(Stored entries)
# # # #

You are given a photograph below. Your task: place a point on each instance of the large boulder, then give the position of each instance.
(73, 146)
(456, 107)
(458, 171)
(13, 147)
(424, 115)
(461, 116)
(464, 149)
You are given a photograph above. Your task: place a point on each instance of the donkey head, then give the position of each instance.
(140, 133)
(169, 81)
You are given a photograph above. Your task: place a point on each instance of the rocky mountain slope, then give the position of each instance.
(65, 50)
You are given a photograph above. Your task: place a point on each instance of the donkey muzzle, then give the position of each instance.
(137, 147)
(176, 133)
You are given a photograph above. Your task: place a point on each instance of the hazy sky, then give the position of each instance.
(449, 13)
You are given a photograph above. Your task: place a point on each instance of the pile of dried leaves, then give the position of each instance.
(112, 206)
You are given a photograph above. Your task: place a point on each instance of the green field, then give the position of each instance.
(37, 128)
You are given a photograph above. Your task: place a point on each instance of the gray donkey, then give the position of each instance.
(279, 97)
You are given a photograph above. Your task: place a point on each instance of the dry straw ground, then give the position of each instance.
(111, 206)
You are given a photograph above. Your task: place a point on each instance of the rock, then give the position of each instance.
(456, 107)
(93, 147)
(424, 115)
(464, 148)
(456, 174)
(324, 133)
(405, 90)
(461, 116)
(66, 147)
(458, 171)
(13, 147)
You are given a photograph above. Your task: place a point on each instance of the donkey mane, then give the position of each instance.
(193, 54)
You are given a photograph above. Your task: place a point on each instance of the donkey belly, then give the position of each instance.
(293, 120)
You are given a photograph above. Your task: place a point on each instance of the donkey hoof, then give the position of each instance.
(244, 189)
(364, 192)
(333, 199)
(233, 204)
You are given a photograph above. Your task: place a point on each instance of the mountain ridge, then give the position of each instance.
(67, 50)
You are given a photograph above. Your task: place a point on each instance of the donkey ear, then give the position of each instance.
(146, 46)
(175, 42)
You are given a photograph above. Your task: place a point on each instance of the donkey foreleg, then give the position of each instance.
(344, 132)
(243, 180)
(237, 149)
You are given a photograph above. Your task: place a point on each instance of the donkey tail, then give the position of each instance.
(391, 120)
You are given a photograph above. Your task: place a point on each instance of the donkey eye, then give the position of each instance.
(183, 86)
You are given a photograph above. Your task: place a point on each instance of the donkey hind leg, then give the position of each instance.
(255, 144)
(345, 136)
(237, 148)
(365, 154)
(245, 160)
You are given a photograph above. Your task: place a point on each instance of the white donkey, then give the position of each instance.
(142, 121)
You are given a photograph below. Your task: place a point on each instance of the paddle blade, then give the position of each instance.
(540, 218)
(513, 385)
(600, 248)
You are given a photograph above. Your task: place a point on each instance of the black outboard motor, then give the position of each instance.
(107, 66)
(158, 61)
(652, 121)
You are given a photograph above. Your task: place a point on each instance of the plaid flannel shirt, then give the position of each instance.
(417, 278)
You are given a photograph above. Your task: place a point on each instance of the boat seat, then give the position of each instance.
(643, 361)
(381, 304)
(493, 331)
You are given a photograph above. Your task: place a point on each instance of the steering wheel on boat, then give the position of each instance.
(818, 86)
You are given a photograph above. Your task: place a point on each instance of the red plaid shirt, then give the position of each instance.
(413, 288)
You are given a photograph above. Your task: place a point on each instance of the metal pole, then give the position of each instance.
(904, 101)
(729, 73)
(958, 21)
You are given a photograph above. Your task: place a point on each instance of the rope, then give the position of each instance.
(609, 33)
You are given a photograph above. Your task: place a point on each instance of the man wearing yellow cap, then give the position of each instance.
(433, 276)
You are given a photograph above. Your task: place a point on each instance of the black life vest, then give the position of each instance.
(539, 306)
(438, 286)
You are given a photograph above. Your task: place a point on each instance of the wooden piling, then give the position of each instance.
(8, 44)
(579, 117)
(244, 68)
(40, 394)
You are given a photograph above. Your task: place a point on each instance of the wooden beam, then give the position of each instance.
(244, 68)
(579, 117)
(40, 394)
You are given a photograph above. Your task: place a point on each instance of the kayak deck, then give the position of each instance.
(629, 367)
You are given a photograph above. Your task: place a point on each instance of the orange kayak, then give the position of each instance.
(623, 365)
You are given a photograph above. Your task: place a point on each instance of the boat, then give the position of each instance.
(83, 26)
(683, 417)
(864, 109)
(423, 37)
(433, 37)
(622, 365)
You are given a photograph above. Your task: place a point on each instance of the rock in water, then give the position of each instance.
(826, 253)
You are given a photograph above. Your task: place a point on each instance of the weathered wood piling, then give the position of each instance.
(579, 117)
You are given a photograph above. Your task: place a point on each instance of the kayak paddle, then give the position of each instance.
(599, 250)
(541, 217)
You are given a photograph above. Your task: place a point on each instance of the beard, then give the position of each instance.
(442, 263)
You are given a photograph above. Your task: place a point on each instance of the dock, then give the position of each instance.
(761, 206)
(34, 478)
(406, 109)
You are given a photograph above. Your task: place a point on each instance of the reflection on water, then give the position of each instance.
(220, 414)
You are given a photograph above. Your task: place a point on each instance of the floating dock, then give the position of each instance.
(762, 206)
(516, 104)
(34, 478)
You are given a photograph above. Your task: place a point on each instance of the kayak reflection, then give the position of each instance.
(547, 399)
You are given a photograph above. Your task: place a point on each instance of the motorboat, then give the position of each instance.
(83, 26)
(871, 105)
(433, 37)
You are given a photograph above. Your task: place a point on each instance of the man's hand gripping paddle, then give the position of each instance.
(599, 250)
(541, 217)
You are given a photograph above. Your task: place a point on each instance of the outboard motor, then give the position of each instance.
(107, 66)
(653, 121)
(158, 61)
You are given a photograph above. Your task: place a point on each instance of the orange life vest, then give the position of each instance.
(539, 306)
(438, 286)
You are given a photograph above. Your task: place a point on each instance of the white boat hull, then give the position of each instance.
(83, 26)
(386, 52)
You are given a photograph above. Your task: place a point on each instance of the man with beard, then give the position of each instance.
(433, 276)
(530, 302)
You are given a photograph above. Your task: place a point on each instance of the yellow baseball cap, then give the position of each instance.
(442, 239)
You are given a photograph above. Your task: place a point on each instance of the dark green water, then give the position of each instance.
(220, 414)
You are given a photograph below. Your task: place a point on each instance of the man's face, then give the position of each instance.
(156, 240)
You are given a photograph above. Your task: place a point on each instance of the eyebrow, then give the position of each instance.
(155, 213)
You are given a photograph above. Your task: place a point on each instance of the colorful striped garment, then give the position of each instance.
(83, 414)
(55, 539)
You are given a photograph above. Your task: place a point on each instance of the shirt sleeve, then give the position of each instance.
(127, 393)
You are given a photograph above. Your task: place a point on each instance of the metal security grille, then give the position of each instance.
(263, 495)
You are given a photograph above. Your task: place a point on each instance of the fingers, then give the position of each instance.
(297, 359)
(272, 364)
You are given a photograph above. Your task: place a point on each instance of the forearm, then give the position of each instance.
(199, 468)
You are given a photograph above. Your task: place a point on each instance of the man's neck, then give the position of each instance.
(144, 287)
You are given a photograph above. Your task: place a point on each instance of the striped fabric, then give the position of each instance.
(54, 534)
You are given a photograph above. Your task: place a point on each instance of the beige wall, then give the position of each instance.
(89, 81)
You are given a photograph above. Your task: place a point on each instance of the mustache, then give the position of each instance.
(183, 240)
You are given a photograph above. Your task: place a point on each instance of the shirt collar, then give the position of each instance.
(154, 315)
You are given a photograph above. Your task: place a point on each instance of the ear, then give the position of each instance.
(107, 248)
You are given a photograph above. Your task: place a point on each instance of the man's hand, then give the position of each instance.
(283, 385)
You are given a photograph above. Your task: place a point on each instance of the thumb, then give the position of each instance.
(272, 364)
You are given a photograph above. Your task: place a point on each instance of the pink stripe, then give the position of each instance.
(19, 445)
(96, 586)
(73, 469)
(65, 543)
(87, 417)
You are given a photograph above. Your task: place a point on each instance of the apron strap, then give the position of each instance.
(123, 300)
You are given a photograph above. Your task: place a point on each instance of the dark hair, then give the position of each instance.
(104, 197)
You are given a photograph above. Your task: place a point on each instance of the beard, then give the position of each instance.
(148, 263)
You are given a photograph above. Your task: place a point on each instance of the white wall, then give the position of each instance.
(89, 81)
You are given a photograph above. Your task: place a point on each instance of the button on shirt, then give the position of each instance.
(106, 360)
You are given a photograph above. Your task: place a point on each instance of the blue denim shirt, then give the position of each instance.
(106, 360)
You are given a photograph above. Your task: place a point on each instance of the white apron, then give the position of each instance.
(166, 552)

# # # #

Direction
Copy exactly, word for word, the line with "collar, then give the position of each instance." through the final line of the listing.

Exercise answer
You are given a photograph above. Your task: place a point on each instance of the shirt collar, then give the position of each instance.
(154, 315)
You are given a photograph above. Your task: place a point on each instance of the ear, then give the position of each instance.
(107, 248)
You are given a photograph above. Your task: place a point on each instance of the man's hand, then give the position of each instance.
(283, 385)
You are given a photograph above. Your task: place a point on each instance of the thumb, then give the position of each instance.
(272, 364)
You are given a photograph above. Your task: place a point on each instance of the pink stripe, then give the position of each instance.
(19, 445)
(96, 586)
(73, 469)
(65, 543)
(87, 417)
You are given a photograph above. Your task: place a point on each instance of the apron strap, then give the position of each instance.
(123, 300)
You are given a photograph above. Your task: place a point on each instance of the dark hair, then give the position of each instance.
(104, 197)
You are given a photograph above. Your task: place a point on each instance of the beard, then give the position of each instance.
(148, 263)
You are given a photograph above. Your task: place a point on each instance of the white wall, then give the position of each instance.
(89, 81)
You are given a photograph above. Your task: place a point on each instance of the button on shirt, then give the position of each instance.
(106, 360)
You are given a photograph above. Your task: place a point on each instance of the blue denim shirt, then give the position of each instance.
(106, 360)
You are given a photograph above. Your task: place a point on each instance of the white apron, then give the position of each instance.
(166, 552)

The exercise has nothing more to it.